## [PROBLEM TO WORK ON]
Go through the records below and show every line with the string "Find".

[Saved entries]

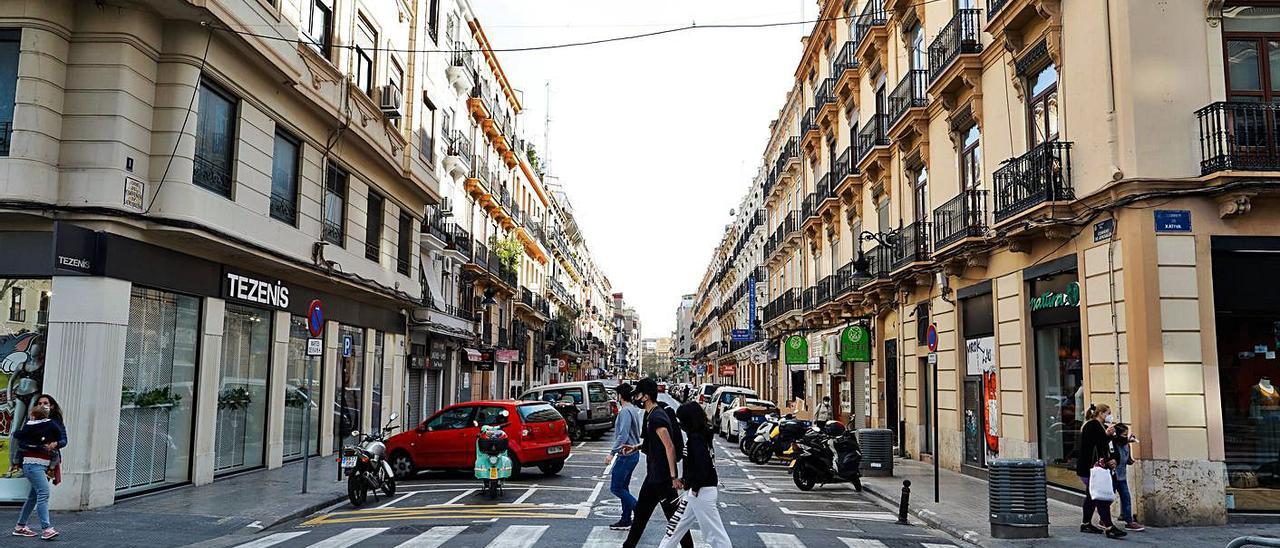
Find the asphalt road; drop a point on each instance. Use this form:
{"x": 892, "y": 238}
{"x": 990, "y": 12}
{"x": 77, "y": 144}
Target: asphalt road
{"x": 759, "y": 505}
---
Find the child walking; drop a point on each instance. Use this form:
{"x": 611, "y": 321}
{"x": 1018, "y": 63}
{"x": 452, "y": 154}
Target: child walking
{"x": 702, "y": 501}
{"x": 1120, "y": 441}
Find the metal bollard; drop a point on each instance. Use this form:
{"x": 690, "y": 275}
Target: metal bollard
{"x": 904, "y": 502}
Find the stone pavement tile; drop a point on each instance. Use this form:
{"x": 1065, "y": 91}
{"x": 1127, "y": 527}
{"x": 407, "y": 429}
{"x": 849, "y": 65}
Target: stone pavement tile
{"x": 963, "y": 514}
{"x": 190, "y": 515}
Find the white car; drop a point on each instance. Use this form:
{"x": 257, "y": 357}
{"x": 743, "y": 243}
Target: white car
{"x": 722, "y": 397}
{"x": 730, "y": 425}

## [RESPONSE TO THIS EXERCISE]
Find the asphalt road; drop a point on each instance. Use this form:
Find the child walking; drop a point on each instance. Use this form:
Find the metal bollard; drop a point on each instance. Use this form:
Find the stone pavement tile; drop a point on each instance. Use this form:
Find the white car; drop a point on each instance. Use this form:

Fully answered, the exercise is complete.